From the first line to the last, copy the material exactly.

———

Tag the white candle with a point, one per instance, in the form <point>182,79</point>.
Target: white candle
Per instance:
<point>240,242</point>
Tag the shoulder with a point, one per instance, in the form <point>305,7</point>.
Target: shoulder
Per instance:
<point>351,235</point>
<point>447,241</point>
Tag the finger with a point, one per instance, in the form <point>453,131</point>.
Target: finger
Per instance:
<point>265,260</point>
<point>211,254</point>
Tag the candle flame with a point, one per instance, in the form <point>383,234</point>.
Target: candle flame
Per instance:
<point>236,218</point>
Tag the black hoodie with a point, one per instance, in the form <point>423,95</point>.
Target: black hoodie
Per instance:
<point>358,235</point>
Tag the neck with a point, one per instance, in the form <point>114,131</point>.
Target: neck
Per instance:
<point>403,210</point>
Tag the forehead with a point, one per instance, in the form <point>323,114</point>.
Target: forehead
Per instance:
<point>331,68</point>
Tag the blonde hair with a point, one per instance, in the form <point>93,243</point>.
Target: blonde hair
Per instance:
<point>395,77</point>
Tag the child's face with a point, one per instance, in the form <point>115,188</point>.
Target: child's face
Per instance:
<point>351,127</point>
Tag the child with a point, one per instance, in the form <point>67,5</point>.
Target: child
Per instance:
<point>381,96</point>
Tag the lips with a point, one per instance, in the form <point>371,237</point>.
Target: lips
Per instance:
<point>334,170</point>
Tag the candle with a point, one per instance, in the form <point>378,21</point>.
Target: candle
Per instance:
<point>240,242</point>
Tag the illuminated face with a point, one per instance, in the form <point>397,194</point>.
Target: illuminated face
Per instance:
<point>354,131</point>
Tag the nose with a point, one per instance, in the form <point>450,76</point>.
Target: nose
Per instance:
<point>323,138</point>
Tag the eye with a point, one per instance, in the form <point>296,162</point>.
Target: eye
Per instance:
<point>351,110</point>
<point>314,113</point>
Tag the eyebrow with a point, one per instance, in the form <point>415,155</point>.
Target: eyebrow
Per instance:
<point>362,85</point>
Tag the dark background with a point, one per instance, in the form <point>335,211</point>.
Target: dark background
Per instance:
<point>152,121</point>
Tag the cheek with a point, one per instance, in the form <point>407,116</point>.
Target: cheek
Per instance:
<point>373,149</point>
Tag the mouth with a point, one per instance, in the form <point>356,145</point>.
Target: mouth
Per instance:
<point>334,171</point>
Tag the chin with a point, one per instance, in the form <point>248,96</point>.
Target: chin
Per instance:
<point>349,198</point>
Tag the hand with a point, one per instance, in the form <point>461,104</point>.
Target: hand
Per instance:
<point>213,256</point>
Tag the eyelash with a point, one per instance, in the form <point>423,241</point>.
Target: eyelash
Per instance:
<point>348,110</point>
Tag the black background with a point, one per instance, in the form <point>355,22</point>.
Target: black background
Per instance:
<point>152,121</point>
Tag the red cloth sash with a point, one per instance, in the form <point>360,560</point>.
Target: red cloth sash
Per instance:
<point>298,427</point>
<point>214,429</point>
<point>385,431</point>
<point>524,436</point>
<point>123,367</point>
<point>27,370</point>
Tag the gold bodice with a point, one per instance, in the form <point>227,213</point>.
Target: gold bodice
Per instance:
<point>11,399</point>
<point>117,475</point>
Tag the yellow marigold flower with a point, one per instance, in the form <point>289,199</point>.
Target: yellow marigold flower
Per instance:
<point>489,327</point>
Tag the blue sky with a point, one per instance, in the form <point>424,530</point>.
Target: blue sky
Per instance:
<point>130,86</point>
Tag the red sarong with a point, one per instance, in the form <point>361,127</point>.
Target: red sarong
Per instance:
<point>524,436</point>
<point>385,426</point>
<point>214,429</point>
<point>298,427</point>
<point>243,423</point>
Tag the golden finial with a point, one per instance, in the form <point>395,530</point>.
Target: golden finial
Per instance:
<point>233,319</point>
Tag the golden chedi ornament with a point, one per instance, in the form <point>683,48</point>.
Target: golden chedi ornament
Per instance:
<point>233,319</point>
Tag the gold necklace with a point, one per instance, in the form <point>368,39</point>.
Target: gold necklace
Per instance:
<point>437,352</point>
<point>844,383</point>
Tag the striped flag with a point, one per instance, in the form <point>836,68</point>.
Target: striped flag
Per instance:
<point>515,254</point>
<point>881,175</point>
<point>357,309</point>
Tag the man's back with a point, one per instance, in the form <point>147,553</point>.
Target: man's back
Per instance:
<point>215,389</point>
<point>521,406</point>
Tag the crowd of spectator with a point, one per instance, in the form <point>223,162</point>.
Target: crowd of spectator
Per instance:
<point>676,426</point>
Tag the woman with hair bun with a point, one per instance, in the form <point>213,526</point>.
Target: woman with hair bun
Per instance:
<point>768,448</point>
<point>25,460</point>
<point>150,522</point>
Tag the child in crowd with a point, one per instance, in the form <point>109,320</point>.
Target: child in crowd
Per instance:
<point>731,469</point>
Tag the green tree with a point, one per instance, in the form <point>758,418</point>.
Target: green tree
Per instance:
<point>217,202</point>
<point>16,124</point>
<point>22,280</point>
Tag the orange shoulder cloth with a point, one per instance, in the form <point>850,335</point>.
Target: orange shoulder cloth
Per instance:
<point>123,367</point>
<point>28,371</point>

———

[OUTPUT OF THE TASK]
Tag the white candle with a point, one per instance, in the form <point>182,79</point>.
Target: white candle
Per instance:
<point>240,242</point>
Tag the shoulder with a point, one per instance, in the form <point>305,7</point>.
Target: shoulder
Per instance:
<point>351,235</point>
<point>447,241</point>
Tag the finger with a point, one per instance, in the form <point>453,131</point>.
Target: finger
Per instance:
<point>265,260</point>
<point>211,254</point>
Tag the candle flame with a point, one per instance, in the form <point>383,234</point>.
Target: candle flame
Per instance:
<point>236,218</point>
Tag the black hoodie with a point, one per instance, in the form <point>423,95</point>.
Target: black hoodie
Per instance:
<point>358,235</point>
Tag the neck with a point, one per instance, in the form <point>114,131</point>.
Target: neck
Per instance:
<point>403,210</point>
Tag the forehead with a point, one per instance, in the form <point>323,114</point>.
Target: forehead
Per instance:
<point>331,68</point>
Tag the blonde hair with a point, one per instance, in the form <point>93,243</point>.
Target: blonde hair
Per instance:
<point>395,77</point>
Tag the child's face with a point, one per instance, in the form <point>115,188</point>.
Target: child's face
Per instance:
<point>351,127</point>
Tag the child with a point, one per instance, in the form <point>67,5</point>.
Target: child
Per instance:
<point>381,96</point>
Tag the lips with a point, one per instance, in the form <point>371,237</point>.
Target: lips
Per instance:
<point>334,170</point>
Tag the candle with a point, one per instance, in the form <point>378,21</point>.
Target: candle
Per instance:
<point>240,242</point>
Tag the illuminated face with a point, one per instance, in the form <point>397,194</point>.
Target: illuminated face
Per instance:
<point>354,131</point>
Tag the nose with a point, one per instance, in the form <point>450,76</point>.
Target: nose
Per instance:
<point>323,138</point>
Tag the eye with a point, one per instance, in the form <point>296,162</point>.
Target: eye
Per instance:
<point>351,110</point>
<point>314,113</point>
Tag the eyebrow with a point, one per instance, in the form <point>415,155</point>.
Target: eyebrow
Per instance:
<point>362,85</point>
Tag the dark background with a point, one per instance, in the form <point>335,211</point>.
Target: dark background
Per instance:
<point>152,121</point>
Tag the cheek with a point, one per instance, in the form <point>407,116</point>.
Target: cheek
Per instance:
<point>373,149</point>
Tag the mouth with a point, one per instance, in the form <point>356,145</point>.
Target: mouth
Per instance:
<point>334,171</point>
Tag the chin with a point, one per instance, in the form <point>248,96</point>.
Target: chin
Per instance:
<point>349,198</point>
Tag the hand with a point, one per instance, in the form <point>461,104</point>.
Target: hand
Per instance:
<point>213,256</point>
Tag the eyelash with a point, one per instance, in the form <point>423,241</point>.
Target: eyelash
Per instance:
<point>348,110</point>
Tag the black background with a point, one per instance, in the form <point>355,22</point>.
Target: black background
Per instance:
<point>152,121</point>
Tag the red cloth sash with a point, one per instance, in the form <point>360,560</point>.
Target: red cloth sash
Per instance:
<point>298,427</point>
<point>214,429</point>
<point>385,431</point>
<point>524,436</point>
<point>123,367</point>
<point>27,370</point>
Tag the gold bodice with a point, one per instance, in the form <point>227,213</point>.
Target: gold bodice
Per instance:
<point>11,399</point>
<point>117,475</point>
Tag the yellow marigold flower with a point, one per instance, in the form <point>289,199</point>.
Target: yellow marigold flower
Per instance:
<point>489,327</point>
Tag the blue sky with a point, one per instance, in the form <point>424,530</point>.
Target: blue sky
Per instance:
<point>130,86</point>
Tag the red sarong with a point, one per instance, in the form <point>361,127</point>.
Target: red sarong
Per instance:
<point>524,436</point>
<point>385,426</point>
<point>214,429</point>
<point>298,427</point>
<point>243,423</point>
Tag the golden finial with a point, one per instance, in the form <point>395,530</point>.
Target: golden finial
Per instance:
<point>233,319</point>
Tag the golden chedi ornament with a point, one per instance, in the form <point>683,48</point>.
Target: golden chedi ornament
Per instance:
<point>233,319</point>
Tag the gold necklace with a point, one per instance, in the form <point>368,39</point>.
Target: gold necklace
Per instance:
<point>437,352</point>
<point>844,383</point>
Tag the striped flag with a point, one per instance, in the form <point>836,68</point>.
Target: striped flag
Per instance:
<point>515,254</point>
<point>881,175</point>
<point>357,309</point>
Tag the man's back with a point, one per instance, in the form <point>147,553</point>.
Target: man's back
Per instance:
<point>215,389</point>
<point>521,406</point>
Tag the crowd of spectator with a point, one per instance, in the form <point>223,162</point>.
Target: crowd of spectator
Per instance:
<point>676,426</point>
Tag the woman with hair bun with a point, one per instance, in the form <point>213,526</point>.
Target: woman with hair bun
Per instance:
<point>768,448</point>
<point>25,460</point>
<point>150,522</point>
Tag the child in crowd with a point, one per instance, in the form <point>109,320</point>.
Target: child in crowd
Per instance:
<point>731,469</point>
Tag the green tree with a point, one per instance, in the form <point>758,418</point>.
Target: green tree
Per instance:
<point>217,202</point>
<point>16,124</point>
<point>22,280</point>
Tag the orange shoulder cloth with a point, one per instance, in the form <point>850,335</point>.
Target: orange shoulder cloth
Per instance:
<point>123,367</point>
<point>28,371</point>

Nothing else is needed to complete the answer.